#### Texte fourni:
● ● ● ●

Pendant près de deux semaines, Cliven Bundy, un fermier du Nevada éternellement coiffé d'un chapeau de cowboy, aura été le héros des tenants d'une certaine droite américaine, incarnant avec entêtement leur hostilité à l'égard d'un gouvernement fédéral qui abuse de ses pouvoirs.

Âgé de 67 ans, cet éleveur ne comptait pas seulement des partisans parmi les membres de milices de la droite radicale, qui ont pris les armes pour défendre sa cause. Il jouissait également de l'appui bruyant de Sean Hannity, animateur populaire de la chaîne Fox News, et de certaines vedettes montantes du Parti républicain, dont les sénateurs Rand Paul et Ted Cruz, deux candidats pressentis à l'élection présidentielle de 2016.

C'était avant que le «héros» ne se mette à disserter en public sur les «nègres» et les bienfaits de la culture du coton à l'époque de l'esclavage. Depuis, c'est le sauve-qui-peut parmi ses admirateurs les plus prestigieux qui, la veille ou l'avant-veille, le qualifiaient de «patriote». Et ses détracteurs se réjouissent en observant sa chute aussi soudaine que spectaculaire.

En guerre contre l'État

Mais la cause qui avait contribué à la montée de Cliven Bundy n'est toujours pas réglée. Quelle est-elle?

Cliven Bundy fait paître quelque 900 têtes de bétail sur des terres appartenant à l'État fédéral. Or, depuis 1993, il refuse de payer les droits de pâturage au Bureau de la gestion des terres pour ses bêtes, comme le font les autres éleveurs du Nevada et des autres États de l'Ouest américain.

Son refus remonte à la décision de l'agence fédérale de désigner les terres en question comme habitat protégé pour la tortue du désert, une espèce menacée. Décision qui obligeait l'éleveur à réduire le nombre de têtes de bétail y broutant.

Vingt et un ans plus tard, Cliven Bundy doit 1,1 million de dollars au gouvernement fédéral. Et, après un très long combat judiciaire, des agents fédéraux ont été déployés le 5 avril pour saisir les animaux de l'éleveur. Mais, le 12 avril, craignant une effusion de sang, ils ont abandonné leur mission et relâché 380 têtes de bétail après l'arrivée de manifestants de tous âges et de miliciens armés.

● ● ● ●

#### Consignes:
1. Répondez brièvement à ces questions d'après le texte sur Cliven Bundy.
(a) Quel âge a Cliven Bundy ?
(b) Depuis quelle année refuse-t-il de payer les droits de pâturage ?
(c) Combien de têtes de bétail les agents fédéraux ont-ils relâchées le 12 avril ?
2. Reprenez le texte sur Cliven Bundy juste après sa dernière phrase.

● ● ● ●

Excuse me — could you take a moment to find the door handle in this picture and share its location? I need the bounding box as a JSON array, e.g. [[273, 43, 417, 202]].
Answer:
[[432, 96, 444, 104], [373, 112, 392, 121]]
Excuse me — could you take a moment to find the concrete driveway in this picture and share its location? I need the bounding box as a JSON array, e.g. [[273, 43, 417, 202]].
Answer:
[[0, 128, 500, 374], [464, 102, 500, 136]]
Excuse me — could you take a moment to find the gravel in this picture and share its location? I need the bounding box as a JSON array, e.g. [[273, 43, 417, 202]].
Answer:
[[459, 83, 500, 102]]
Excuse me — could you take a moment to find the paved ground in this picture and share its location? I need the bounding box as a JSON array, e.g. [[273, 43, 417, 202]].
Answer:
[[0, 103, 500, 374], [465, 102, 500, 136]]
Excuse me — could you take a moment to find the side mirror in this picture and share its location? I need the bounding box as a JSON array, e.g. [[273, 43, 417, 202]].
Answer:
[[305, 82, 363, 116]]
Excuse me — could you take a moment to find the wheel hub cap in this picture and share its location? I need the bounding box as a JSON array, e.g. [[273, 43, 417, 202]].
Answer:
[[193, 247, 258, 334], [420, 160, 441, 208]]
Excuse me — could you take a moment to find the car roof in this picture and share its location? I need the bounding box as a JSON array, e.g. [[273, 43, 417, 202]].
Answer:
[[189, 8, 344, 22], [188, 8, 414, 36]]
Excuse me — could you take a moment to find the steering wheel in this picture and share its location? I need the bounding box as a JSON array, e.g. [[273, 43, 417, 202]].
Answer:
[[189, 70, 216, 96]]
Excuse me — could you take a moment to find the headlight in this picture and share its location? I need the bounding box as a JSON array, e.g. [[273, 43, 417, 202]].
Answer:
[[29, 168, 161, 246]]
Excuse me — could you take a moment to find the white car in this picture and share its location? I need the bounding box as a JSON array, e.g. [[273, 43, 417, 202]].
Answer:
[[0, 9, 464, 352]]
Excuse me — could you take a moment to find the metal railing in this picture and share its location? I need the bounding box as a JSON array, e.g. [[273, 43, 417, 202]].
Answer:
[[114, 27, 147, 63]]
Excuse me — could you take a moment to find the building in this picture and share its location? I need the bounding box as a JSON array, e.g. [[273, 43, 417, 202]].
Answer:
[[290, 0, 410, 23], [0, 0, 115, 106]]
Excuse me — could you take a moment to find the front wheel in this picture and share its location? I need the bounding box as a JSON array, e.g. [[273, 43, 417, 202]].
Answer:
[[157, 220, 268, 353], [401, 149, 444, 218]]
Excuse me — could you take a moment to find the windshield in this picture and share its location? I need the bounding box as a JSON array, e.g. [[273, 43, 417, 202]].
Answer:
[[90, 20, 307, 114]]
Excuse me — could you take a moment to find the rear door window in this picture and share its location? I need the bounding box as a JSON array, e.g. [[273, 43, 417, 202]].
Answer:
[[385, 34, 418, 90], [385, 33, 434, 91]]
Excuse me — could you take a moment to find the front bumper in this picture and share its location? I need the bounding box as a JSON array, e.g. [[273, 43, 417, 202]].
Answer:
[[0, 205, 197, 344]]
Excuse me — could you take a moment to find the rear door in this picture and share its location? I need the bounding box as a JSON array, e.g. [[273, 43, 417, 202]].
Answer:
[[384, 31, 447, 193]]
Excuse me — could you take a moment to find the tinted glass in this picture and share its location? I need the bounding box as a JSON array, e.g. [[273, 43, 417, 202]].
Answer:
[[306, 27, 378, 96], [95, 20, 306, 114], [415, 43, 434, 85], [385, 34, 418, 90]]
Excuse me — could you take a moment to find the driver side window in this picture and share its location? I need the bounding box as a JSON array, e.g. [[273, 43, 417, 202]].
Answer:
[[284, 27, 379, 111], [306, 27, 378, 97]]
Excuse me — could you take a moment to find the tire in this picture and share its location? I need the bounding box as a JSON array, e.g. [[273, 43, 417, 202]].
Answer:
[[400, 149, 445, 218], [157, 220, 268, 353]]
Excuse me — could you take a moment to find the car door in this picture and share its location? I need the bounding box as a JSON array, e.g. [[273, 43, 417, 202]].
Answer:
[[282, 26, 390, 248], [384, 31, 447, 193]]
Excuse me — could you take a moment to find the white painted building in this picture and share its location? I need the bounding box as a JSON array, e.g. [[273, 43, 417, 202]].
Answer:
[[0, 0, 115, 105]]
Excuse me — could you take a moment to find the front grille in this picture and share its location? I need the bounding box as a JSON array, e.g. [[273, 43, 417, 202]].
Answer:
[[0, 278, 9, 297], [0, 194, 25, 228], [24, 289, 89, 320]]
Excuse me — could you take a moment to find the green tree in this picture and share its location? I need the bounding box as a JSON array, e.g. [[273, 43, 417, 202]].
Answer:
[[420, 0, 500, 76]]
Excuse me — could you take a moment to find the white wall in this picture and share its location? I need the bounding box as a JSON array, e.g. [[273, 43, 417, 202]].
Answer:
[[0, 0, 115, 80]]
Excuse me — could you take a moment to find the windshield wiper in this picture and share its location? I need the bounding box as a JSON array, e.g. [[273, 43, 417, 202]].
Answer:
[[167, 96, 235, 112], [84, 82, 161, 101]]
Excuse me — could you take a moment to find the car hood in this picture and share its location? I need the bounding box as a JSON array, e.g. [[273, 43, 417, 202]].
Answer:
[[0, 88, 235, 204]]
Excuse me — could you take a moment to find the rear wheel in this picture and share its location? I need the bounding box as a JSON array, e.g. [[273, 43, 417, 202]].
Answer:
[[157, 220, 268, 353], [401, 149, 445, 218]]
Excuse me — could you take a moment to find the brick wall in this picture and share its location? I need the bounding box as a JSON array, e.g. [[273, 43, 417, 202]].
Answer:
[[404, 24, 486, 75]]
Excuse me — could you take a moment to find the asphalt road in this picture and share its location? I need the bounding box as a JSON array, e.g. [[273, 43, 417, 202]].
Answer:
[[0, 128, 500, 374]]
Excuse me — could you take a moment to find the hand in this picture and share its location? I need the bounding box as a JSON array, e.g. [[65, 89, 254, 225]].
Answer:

● ● ● ●

#### Réponses attendues:
1.
(a) 67 ans.
(b) 1993.
(c) 380.

2.
Entre le déploiement et le retrait des officiers fédéraux, Sean Hannity a transformé sur Fox News l'affaire Bundy en feuilleton quotidien, la présentant comme l'exemple parfait d'un État fédéral qui bafoue les droits des citoyens ordinaires. Outre les sénateurs Paul et Cruz, le gouverneur républicain du Texas Rick Perry a également affirmé que l'affrontement du Nevada soulevait des questions importantes sur le pouvoir du gouvernement fédéral.

Cliven Bundy n'avait évidemment pas que des partisans. Et parmi ses détracteurs, le sénateur démocrate du Nevada Harry Reid a été le plus cinglant, utilisant l'expression «terroristes locaux» pour décrire l'éleveur et ses amis armés. D'autres ont traité le fermier de «parasite».

Les pieds dans le plat

Qu'à cela ne tienne, Cliven Bundy a crié victoire sur l'État fédéral et s'est mis à pontifier quotidiennement devant l'entrée de son ranch, où se rassemblaient partisans et journalistes. Mais le New York Times a compromis sa réputation en citant ses propos racistes dans son numéro de jeudi.

«Je veux vous dire encore une autre chose sur les nègres», a-t-il dit avant d'enfiler ces perles: «Ils avortent leurs jeunes enfants, ils mettent en prison leurs hommes, parce qu'ils n'ont pas appris à ramasser le coton. Et je me suis souvent demandé: n'étaient-ils pas mieux avant comme esclaves, à ramasser le coton, avec une vie familiale et faisant des choses? Ou sont-ils mieux maintenant avec les subventions du gouvernement? Ils n'ont pas plus de liberté. Ils ont moins de liberté.»

Le sénateur Paul a été l'un des premiers à dénoncer les déclarations «offensantes» de l'éleveur. Sean Hannity n'a pas non plus tardé à les qualifier de «répugnantes». Et ainsi de suite.

Hier matin, sur CNN, Cliven Bundy s'est défendu d'être raciste. «Je ne voulais pas les offenser», a-t-il dit.

Mais le mal était fait, et la droite respectable ne peut plus mettre l'éleveur du Nevada au rang des héros ou des patriotes. Ce qui ne signifie pas que celui-ci abandonnera son combat contre l'État fédéral.

«J'irai jusqu'à la Cour suprême s'il le faut», a-t-il dit sur CNN.

Le Bureau de la gestion des terres a indiqué qu'il envisageait «d'autres options administratives et judiciaires» pour régler le dossier.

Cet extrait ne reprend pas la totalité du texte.